— Start Record extracts —
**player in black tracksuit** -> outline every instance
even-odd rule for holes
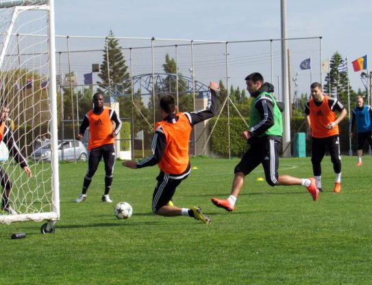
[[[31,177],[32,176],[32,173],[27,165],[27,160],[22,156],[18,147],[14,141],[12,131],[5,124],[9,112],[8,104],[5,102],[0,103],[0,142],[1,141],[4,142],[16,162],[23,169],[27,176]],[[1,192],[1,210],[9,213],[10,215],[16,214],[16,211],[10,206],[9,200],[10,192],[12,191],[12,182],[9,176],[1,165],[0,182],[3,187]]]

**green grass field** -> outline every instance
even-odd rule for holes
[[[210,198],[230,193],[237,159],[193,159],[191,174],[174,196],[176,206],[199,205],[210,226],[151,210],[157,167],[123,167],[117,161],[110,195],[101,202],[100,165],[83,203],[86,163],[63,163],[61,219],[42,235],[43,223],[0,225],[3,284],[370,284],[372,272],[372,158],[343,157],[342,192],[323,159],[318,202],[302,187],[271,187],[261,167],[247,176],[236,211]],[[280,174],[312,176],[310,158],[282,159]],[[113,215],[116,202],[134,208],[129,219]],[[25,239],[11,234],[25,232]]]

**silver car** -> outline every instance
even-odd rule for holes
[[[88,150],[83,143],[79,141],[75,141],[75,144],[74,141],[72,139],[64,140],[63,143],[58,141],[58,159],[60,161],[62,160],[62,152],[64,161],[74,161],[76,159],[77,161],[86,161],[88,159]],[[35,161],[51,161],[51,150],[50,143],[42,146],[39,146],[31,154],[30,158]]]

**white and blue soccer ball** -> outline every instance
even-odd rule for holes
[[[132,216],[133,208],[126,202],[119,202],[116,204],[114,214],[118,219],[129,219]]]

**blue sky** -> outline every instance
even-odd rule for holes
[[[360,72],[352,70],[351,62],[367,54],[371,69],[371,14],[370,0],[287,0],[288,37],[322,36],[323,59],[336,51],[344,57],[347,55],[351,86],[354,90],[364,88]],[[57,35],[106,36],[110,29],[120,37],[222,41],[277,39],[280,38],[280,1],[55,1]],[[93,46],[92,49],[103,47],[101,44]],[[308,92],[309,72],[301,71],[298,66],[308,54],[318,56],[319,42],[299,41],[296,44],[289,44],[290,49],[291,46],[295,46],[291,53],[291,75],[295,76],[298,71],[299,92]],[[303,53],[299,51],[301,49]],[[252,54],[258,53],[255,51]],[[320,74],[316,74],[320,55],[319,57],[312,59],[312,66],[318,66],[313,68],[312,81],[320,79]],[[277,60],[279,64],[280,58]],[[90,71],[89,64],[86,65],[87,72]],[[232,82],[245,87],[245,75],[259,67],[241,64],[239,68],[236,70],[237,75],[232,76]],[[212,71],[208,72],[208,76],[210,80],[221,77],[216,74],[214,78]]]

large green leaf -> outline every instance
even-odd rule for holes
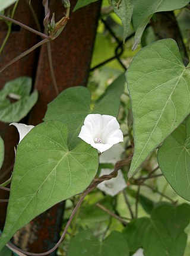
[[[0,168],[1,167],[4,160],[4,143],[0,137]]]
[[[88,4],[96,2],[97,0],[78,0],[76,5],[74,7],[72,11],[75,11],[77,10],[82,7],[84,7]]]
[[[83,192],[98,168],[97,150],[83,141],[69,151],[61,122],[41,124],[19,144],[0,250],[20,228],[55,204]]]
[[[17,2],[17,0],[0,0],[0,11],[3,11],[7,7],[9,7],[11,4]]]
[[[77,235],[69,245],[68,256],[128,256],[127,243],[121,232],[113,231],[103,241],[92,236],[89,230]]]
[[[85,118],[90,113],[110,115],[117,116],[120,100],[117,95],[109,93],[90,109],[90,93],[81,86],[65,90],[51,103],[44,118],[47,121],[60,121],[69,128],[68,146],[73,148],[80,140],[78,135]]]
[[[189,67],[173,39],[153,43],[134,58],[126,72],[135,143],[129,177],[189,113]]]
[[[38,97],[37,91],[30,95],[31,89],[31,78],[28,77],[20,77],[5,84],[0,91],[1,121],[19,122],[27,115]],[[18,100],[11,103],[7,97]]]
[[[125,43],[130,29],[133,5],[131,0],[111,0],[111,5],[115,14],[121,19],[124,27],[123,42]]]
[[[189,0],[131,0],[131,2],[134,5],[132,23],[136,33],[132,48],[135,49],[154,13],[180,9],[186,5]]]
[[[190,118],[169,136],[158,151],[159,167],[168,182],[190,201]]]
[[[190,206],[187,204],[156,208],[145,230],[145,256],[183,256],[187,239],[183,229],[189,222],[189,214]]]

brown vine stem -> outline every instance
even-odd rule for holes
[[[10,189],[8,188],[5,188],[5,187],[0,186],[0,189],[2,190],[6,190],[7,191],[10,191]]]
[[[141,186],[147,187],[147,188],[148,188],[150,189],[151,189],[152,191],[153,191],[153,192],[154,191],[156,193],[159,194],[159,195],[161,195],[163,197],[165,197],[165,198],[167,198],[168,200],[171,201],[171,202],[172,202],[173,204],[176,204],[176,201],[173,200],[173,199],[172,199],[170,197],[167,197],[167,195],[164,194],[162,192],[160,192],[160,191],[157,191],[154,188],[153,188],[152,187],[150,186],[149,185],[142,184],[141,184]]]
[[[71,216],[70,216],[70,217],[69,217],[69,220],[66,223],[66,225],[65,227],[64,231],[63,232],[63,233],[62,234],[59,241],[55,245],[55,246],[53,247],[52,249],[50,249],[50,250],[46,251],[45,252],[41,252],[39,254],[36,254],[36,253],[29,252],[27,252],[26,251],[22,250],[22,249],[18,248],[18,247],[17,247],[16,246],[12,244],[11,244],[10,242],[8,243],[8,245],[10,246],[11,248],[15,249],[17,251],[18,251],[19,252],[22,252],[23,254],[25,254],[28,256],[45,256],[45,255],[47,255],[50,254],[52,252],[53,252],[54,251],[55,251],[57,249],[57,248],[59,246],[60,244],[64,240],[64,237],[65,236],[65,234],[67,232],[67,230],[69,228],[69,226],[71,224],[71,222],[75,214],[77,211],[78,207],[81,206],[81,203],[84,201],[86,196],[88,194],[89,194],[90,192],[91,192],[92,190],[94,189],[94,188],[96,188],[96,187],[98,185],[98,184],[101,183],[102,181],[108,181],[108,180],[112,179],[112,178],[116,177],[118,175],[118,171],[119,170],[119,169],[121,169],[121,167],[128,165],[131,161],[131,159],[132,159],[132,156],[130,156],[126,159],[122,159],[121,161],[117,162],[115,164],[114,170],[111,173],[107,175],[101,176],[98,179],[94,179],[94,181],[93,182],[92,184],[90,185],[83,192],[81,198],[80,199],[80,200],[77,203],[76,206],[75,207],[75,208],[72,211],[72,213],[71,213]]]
— End Record extracts —
Return each line of the material above that contains the word "instance".

**player in black tracksuit** -> outline every instance
**green grass field** -> outline every instance
**silver car** -> outline every instance
**white and blue soccer ball** -> outline every instance
**blue sky** -> outline every instance
large green leaf -> outline every instance
brown vine stem -> outline every instance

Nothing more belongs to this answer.